- **Input**:
++++++

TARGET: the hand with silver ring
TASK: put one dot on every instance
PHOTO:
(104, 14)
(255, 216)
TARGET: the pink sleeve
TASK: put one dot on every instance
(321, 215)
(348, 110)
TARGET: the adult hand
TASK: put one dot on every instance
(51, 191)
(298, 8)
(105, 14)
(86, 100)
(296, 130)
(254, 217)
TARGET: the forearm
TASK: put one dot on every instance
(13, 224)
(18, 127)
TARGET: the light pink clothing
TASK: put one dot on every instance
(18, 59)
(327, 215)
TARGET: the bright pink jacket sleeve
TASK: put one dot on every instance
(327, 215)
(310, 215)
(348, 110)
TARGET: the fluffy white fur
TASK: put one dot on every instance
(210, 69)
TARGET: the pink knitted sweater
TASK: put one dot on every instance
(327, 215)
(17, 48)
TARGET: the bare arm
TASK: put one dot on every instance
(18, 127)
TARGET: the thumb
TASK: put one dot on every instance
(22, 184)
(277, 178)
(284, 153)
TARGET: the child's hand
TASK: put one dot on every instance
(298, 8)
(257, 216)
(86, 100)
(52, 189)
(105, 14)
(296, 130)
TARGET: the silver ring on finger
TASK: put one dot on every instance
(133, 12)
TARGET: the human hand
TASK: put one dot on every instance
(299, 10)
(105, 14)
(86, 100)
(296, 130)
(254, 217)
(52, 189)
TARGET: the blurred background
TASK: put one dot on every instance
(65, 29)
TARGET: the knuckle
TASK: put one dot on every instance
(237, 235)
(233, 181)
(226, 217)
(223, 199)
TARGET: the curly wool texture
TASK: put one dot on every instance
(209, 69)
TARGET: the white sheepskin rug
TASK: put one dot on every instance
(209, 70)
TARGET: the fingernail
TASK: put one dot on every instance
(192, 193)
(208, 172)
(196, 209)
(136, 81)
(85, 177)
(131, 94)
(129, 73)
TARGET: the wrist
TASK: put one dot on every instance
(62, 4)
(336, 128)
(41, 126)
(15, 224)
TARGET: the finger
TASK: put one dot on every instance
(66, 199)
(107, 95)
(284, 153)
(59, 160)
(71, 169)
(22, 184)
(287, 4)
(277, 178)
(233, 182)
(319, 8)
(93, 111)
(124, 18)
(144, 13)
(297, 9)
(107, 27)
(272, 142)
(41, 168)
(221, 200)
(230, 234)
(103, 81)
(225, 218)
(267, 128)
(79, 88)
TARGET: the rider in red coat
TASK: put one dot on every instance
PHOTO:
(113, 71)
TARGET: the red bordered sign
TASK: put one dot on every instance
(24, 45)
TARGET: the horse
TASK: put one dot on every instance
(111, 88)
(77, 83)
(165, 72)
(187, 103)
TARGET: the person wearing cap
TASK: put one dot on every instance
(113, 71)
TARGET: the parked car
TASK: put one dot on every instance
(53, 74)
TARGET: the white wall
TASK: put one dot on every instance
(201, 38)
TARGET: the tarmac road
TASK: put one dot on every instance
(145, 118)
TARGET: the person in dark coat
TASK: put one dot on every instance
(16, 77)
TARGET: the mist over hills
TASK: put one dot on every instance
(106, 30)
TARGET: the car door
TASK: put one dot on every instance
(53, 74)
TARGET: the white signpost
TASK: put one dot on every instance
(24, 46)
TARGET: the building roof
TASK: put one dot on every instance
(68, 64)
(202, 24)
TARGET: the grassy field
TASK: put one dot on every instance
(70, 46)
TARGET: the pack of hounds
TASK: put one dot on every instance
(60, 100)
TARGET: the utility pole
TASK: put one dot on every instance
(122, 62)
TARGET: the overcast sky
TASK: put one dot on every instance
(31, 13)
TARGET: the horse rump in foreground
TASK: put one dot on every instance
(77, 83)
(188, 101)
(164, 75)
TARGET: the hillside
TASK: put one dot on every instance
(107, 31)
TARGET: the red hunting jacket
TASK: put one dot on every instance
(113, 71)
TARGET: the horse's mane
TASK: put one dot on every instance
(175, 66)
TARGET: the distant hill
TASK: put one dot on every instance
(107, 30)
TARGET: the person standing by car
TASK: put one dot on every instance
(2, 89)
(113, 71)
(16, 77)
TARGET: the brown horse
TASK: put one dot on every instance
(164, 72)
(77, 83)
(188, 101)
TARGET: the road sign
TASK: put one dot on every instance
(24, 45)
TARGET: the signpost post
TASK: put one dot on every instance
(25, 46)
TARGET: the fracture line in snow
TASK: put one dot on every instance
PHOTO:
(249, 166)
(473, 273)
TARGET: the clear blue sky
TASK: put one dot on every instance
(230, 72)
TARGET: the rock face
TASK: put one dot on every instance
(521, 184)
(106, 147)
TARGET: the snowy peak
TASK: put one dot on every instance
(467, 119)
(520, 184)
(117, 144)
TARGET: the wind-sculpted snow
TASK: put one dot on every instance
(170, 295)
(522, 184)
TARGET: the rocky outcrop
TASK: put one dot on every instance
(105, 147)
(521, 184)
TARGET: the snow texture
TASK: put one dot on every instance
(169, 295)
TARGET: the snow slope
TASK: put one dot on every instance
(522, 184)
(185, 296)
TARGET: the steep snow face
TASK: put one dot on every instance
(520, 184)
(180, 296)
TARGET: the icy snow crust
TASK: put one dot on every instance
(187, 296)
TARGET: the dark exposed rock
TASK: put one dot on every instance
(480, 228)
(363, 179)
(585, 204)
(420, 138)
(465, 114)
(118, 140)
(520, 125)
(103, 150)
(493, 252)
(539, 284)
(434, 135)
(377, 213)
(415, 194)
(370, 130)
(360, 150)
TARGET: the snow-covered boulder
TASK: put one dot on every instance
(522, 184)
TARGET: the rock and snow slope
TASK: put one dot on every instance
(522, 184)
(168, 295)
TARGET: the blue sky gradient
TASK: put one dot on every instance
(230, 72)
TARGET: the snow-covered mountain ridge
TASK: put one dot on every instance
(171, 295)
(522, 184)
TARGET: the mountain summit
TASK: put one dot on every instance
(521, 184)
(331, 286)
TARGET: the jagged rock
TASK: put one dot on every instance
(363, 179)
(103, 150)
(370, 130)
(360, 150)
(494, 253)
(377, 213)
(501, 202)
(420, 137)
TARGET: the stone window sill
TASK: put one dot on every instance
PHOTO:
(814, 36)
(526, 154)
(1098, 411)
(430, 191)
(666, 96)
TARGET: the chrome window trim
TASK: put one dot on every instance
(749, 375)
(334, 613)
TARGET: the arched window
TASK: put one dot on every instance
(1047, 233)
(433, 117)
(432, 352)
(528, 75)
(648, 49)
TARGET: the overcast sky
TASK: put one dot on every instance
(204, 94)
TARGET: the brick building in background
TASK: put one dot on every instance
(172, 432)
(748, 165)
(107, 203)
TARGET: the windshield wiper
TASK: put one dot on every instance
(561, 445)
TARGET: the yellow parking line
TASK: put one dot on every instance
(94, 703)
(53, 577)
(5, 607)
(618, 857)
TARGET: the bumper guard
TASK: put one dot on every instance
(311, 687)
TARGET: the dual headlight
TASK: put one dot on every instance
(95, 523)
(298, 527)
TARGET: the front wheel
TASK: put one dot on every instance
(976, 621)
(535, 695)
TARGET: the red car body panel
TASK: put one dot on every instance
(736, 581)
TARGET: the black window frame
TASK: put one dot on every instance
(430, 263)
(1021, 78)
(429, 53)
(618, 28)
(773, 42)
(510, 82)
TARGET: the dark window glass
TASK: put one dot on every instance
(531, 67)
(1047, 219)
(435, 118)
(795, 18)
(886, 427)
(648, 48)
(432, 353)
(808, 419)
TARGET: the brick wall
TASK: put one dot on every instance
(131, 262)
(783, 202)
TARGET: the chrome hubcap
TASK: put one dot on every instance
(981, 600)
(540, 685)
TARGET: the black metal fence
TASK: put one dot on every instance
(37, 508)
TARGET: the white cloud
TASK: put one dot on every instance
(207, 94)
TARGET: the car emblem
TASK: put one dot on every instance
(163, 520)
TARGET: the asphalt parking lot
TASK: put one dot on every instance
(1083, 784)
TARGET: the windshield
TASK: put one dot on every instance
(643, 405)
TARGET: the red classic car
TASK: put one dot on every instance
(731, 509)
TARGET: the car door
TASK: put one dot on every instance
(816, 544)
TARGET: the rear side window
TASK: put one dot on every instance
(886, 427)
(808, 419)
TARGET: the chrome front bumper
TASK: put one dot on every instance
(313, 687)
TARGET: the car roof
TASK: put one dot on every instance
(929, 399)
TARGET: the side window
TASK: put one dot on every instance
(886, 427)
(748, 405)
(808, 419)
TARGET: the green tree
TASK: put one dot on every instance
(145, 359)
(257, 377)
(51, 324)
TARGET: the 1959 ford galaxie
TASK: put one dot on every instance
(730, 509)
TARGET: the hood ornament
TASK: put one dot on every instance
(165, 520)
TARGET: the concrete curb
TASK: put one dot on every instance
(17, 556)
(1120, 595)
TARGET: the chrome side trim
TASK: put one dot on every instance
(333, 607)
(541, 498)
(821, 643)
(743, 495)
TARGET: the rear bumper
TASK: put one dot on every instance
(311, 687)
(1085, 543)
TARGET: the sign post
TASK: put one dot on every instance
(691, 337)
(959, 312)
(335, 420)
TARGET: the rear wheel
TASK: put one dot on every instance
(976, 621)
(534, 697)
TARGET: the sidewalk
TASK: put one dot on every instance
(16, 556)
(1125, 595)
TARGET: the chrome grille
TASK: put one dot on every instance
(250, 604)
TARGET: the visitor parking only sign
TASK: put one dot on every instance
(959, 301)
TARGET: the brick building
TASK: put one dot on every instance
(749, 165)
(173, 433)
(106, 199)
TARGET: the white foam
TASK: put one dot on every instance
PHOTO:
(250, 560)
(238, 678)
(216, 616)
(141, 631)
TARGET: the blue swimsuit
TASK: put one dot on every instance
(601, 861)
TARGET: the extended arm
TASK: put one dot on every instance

++++++

- **Task directions**:
Among the entries above, copy exactly only the lines starting with the one containing "TARGET: the snow texture" and going through the one containing "TARGET: the yellow parking line", both ends included.

- **Your response**:
TARGET: the snow texture
TASK: put one dot on every instance
(169, 295)
TARGET: the snow slope
TASK: put one dot on every instance
(522, 184)
(185, 296)
TARGET: the steep snow face
TASK: put one dot on every instance
(520, 184)
(180, 296)
TARGET: the icy snow crust
TASK: put one dot on every instance
(187, 296)
TARGET: the dark exposed rock
TASK: put one dot on every instance
(480, 228)
(363, 179)
(585, 204)
(420, 138)
(465, 114)
(118, 140)
(520, 125)
(103, 150)
(493, 252)
(539, 284)
(434, 135)
(377, 213)
(415, 194)
(370, 130)
(360, 150)
TARGET: the snow-covered boulder
TASK: put one dot on every instance
(522, 184)
TARGET: the rock and snow slope
TASK: put one dot on every instance
(522, 184)
(168, 295)
TARGET: the blue sky gradient
TASK: put one dot on every instance
(230, 72)
TARGET: the snow-covered mountain ridge
TASK: put one dot on every instance
(171, 295)
(522, 184)
TARGET: the mountain summit
TASK: put one dot on every instance
(521, 184)
(331, 286)
TARGET: the jagged rock
TASK: put one dot on every instance
(363, 179)
(103, 150)
(370, 130)
(360, 150)
(494, 253)
(377, 213)
(501, 202)
(420, 137)
TARGET: the stone window sill
TASK: put one dot on every instance
PHOTO:
(814, 36)
(526, 154)
(1098, 411)
(430, 191)
(666, 96)
TARGET: the chrome window trim
TASK: put one dot on every instance
(749, 375)
(334, 613)
TARGET: the arched window
TASK: put one dot on every instance
(1047, 233)
(433, 117)
(432, 352)
(528, 75)
(648, 49)
TARGET: the overcast sky
TASK: put one dot on every instance
(204, 94)
TARGET: the brick building in background
TASK: put one dot on every instance
(172, 432)
(748, 165)
(107, 203)
TARGET: the windshield wiper
TASK: put one dot on every instance
(561, 445)
TARGET: the yellow parking line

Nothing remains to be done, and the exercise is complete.